__VORLIEGENDER TEXT__.
# Zeichnung digitalisieren!



## Andi1189 (10. Dezember 2007)

Hallo Leute.
Habe ein Problem! Habe heute eine Zeichnung bekommen die ich nun digital umsetzten soll ist mit Bleistift gezeichnet. 
Nur habe ich jetzt null Ahnung wie das gehen soll!
Hat irgendjemand ne Idee? Soll also später anstatt mit Bleistift eben digital aussehen...

Danke schonma.


----------



## Alexander Groß (10. Dezember 2007)

Nachzeichnen?

Frag doch noch mal deinen Auftrageber was er genau will. Auch Beispielbilder für ein vergleichbares Endergebnis sind in einem solchen Fall sehr hilfreich.


Alex


----------



## Andi1189 (10. Dezember 2007)

Er meint das so dass die schwarzen dunkleren Flächen schwarz werden sollen und die helleren eben etwas aufgehellter so dass das ganze am Ende realistisch aussieht wie so en mann der ne Kapuzenjacke trägt.


----------



## janoc (10. Dezember 2007)

Wie erwähnt wurde: Nachzeichnen. Am besten mit dem Pfad-Werkzeug die entsprechenden Flächen mit den gewünschten Farben nachzeichnen.


----------



## Andi1189 (11. Dezember 2007)

O.k. das hat funktioniert nur jetzt möchte ich eben gerne auf diese Jacke gerne ein paar Falten machen damit das ganze realistischer wird.
Wie geht denn das?


----------



## janoc (11. Dezember 2007)

Betrachte die Falten als eigene, kleine Flächen und zeichen die auch mit dem Pfad-Werkzeug.


----------

__ANGEZEIGTE DATENSÄTZE__.
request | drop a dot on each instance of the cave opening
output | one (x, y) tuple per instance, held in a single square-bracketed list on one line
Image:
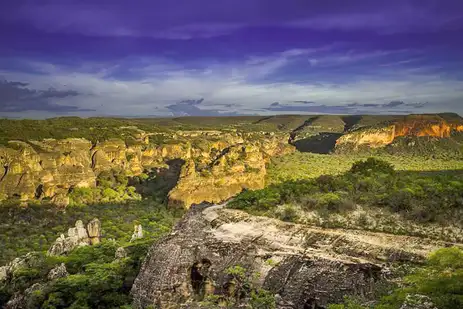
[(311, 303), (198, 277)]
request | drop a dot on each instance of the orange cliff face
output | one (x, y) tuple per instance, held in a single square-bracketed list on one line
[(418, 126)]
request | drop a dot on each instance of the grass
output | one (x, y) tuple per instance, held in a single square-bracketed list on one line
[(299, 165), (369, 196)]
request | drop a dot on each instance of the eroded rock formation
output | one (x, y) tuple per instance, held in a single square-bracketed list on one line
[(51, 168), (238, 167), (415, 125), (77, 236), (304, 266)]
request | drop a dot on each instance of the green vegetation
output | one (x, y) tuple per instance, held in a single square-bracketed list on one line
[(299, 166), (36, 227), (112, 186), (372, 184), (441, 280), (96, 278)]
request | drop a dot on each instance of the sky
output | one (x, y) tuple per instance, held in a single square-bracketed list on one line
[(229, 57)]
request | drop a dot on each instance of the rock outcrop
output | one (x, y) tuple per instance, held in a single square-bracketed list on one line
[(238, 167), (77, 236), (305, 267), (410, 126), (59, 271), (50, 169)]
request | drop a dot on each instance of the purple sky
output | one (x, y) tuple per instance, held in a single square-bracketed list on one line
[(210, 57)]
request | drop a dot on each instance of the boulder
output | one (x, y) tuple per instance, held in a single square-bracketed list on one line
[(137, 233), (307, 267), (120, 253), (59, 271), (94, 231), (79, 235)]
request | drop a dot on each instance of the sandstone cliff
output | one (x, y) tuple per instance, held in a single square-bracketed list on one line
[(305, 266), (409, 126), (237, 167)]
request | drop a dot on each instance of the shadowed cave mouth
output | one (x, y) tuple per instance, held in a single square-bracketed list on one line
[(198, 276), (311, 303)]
...
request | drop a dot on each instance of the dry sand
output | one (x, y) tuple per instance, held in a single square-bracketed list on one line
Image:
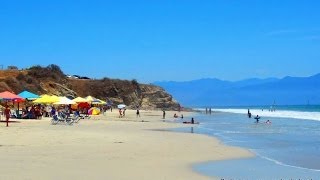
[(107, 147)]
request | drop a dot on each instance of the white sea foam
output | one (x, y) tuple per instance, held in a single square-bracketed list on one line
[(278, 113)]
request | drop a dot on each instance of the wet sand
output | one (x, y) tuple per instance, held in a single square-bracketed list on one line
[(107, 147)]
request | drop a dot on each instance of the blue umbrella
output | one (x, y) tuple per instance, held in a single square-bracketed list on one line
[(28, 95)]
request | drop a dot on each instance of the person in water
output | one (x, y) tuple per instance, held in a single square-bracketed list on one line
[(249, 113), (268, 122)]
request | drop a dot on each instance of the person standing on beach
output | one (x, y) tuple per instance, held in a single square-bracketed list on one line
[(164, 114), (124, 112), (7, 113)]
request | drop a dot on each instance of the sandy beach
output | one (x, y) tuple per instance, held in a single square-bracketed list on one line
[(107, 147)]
==
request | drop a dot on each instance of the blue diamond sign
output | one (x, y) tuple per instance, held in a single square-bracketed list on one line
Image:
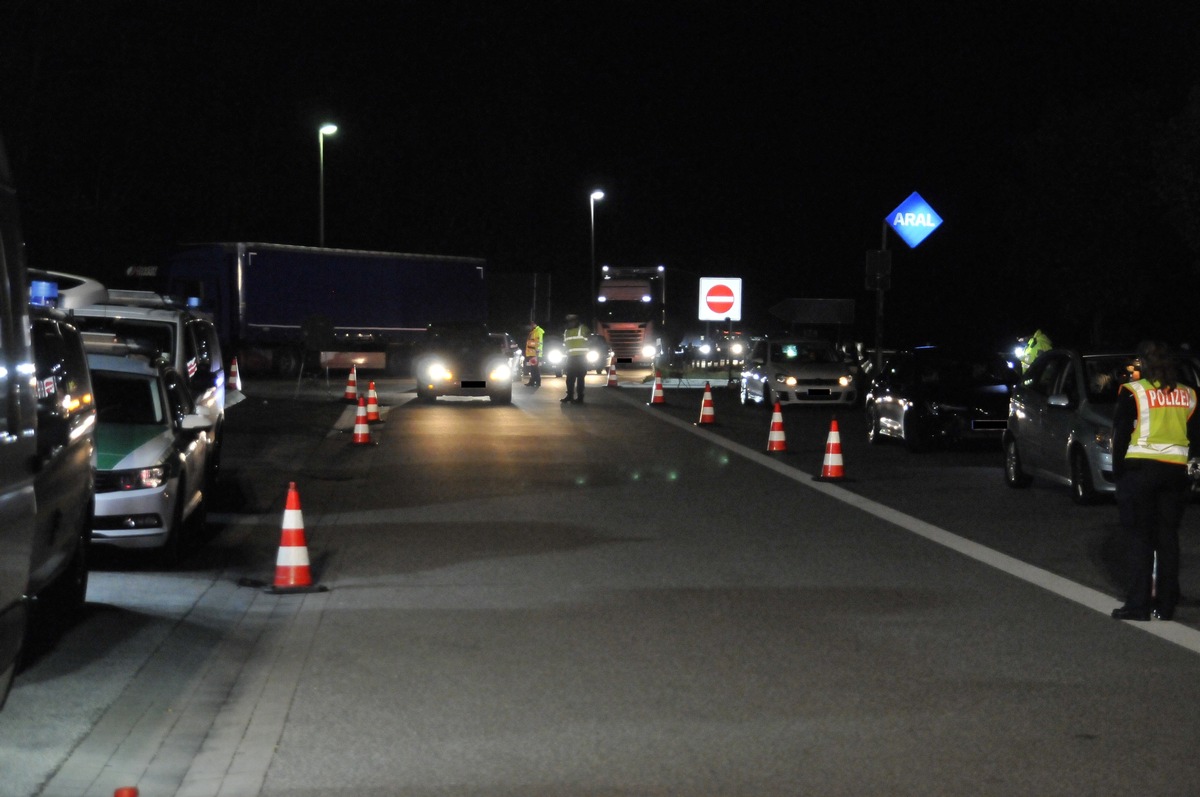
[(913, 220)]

__ZU ERLEDIGEN__.
1. Schreiben Sie aus dem vorliegenden Text den Abschnitt von „## Andi1189 (11.“ bis „janoc (11. Dezember 2007)“ wortgetreu ab.
2. Mit welchem Werkzeug sollen laut dem vorliegenden Text die Flächen nachgezeichnet werden?
3. Stimmen die folgenden Aussagen mit dem vorliegenden Text überein? Antworten Sie jeweils mit Ja oder Nein und zitieren Sie die entscheidenden Worte.
(a) Die Zeichnung wurde mit Bleistift angefertigt.
(b) Die dunkleren Flächen sollen grau werden.
(c) Für die Falten wird ein anderes Werkzeug als das Pfad-Werkzeug empfohlen.

__ANTWORTEN JE AUFGABE__.
1.
## Andi1189 (11. Dezember 2007)

O.k. das hat funktioniert nur jetzt möchte ich eben gerne auf diese Jacke gerne ein paar Falten machen damit das ganze realistischer wird.
Wie geht denn das?


----------



## janoc (11. Dezember 2007)

2. Mit dem Pfad-Werkzeug.

3.
(a) Ja: „ist mit Bleistift gezeichnet“
(b) Nein: „die schwarzen dunkleren Flächen schwarz werden sollen“
(c) Nein: „zeichen die auch mit dem Pfad-Werkzeug“